··· 文書抜粋
また、発光層は一層であっても二層以上の多層であってもよく、それぞれの層に同じ発光材料やホスト材料を含んでもよいし、層毎に異なる材料を含んでもよい。発光層が複数の場合、それぞれの発光層が異なる発光色で発光してもよい。
【0209】
(ホスト材料)
ホスト材料とは、発光層において主に電荷の注入、輸送を担う化合物であり、また、それ自体は実質的に発光しない化合物のことである。ここで「実質的に発光しない」とは、該実質的に発光しない化合物からの発光量が好ましくは素子全体での全発光量の5%以下であり、より好ましくは3%以下であり、更に好ましくは1%以下であることを言う。
ホスト材料としては、一般式(1)で表される化合物を用いることができる。
【0210】
その他の本発明有機電界発光素子に用いることのできるホスト材料としては、例えば、以下の化合物を挙げることができる。
ピロール、インドール、カルバゾール、アザインドール、アザカルバゾール、トリアゾール、オキサゾール、オキサジアゾール、ピラゾール、イミダゾール、チオフェン、ベンゾチオフェン、ジベンゾチオフェン、フラン、ベンゾフラン、ジベンゾフラン、ポリアリールアルカン、ピラゾリン、ピラゾロン、フェニレンジアミン、アリールアミン、アミノ置換カルコン、スチリルアントラセン、フルオレノン、ヒドラゾン、スチルベン、シラザン、芳香族第三級アミン化合物、スチリルアミン化合物、ポルフィリン系化合物、縮環芳香族炭化水素化合物(アントラセン、ピレン、フルオレン、ナフタレン、フェナントレン、トリフェニレン等)、ポリシラン系化合物、ポリ(N−ビニルカルバゾール)、アニリン系共重合体、チオフェンオリゴマー、ポリチオフェン等の導電性高分子オリゴマー、有機シラン、カーボン膜、ピリジン、ピリミジン、トリアジン、イミダゾール、ピラゾール、トリアゾ−ル、オキサゾ−ル、オキサジアゾ−ル、フルオレノン、アントラキノジメタン、アントロン、ジフェニルキノン、チオピランジオキシド、カルボジイミド、フルオレニリデンメタン、ジスチリルピラジン、フッ素置換芳香族化合物、ナフタレンペリレン等の複素環テトラカルボン酸無水物、フタロシアニン、8−キノリノ−ル誘導体の金属錯体やメタルフタロシアニン、ベンゾオキサゾ−ルやベンゾチアゾ−ルを配位子とする金属錯体に代表される各種金属錯体及びそれらの誘導体(置換基や縮環を有していてもよい)等を挙げることができる。
······
··· 提供資料
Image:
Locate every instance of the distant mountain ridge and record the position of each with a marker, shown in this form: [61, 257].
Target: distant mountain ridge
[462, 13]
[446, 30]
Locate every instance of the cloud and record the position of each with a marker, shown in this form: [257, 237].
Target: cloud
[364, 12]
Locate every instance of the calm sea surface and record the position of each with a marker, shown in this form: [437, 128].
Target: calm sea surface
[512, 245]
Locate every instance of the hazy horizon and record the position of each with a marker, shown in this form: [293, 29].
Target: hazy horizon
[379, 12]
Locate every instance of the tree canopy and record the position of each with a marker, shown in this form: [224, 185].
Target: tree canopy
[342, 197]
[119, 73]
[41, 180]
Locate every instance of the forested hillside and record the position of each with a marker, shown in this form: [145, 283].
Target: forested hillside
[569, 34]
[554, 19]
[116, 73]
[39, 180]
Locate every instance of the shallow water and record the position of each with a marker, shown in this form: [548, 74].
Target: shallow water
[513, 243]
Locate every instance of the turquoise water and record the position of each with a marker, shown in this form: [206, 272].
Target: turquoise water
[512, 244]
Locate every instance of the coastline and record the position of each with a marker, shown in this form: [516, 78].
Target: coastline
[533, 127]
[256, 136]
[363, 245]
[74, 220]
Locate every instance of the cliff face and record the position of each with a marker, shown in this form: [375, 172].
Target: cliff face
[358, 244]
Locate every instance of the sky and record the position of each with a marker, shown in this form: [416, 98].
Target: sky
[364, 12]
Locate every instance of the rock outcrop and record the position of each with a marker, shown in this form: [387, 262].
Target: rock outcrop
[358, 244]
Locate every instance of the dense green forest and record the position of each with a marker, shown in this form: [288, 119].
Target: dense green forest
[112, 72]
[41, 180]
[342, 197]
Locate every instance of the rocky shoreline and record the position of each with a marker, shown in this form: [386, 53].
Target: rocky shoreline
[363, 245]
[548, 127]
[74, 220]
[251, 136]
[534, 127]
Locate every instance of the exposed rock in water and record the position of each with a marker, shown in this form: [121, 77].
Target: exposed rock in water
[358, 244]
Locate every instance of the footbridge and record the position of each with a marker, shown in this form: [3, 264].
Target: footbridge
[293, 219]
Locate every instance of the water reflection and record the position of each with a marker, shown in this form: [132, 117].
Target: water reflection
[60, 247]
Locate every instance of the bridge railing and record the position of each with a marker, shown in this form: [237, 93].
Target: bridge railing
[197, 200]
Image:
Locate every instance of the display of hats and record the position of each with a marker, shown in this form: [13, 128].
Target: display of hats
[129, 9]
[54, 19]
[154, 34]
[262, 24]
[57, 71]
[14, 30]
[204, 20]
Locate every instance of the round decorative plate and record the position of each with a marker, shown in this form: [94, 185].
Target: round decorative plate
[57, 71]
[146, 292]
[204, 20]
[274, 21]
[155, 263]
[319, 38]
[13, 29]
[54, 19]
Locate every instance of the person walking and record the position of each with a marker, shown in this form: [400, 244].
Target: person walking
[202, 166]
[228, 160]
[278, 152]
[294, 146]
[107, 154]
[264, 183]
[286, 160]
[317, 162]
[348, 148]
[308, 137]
······
#### 作業内容:
a) ホスト材料を扱った文書抜粋では、「実質的に発光しない」とは、その化合物からの発光量が素子全体での全発光量の何%以下であることが好ましいとされていますか。
b) ホスト材料を扱った文書抜粋を、最後の文の後から引き継いで書き進めてください。

#### 演習結果:
a) 好ましくは5%以下です（より好ましくは3%以下、更に好ましくは1%以下）。

b)
これらのうち、カルバゾール、ジベンゾチオフェン、ジベンゾフラン、アリールアミン、縮環芳香族炭化水素化合物、金属錯体が特に好ましい。
【0211】
本発明の有機電界発光素子における発光層において、併用することができるホスト材料としては、正孔輸送性ホスト材料であっても、電子輸送性ホスト材料であってもよい。
【0212】
発光層において、前記ホスト材料の膜状態での三重項最低励起エネルギー(T1エネルギー)が、前記燐光発光材料のT1エネルギーより高いことが色純度、発光効率、駆動耐久性の点で好ましい。ホスト材料のT1が燐光発光材料のT1より0.1eV以上大きいことが好ましく、0.2eV以上大きいことがより好ましく、0.3eV以上大きいことが更に好ましい。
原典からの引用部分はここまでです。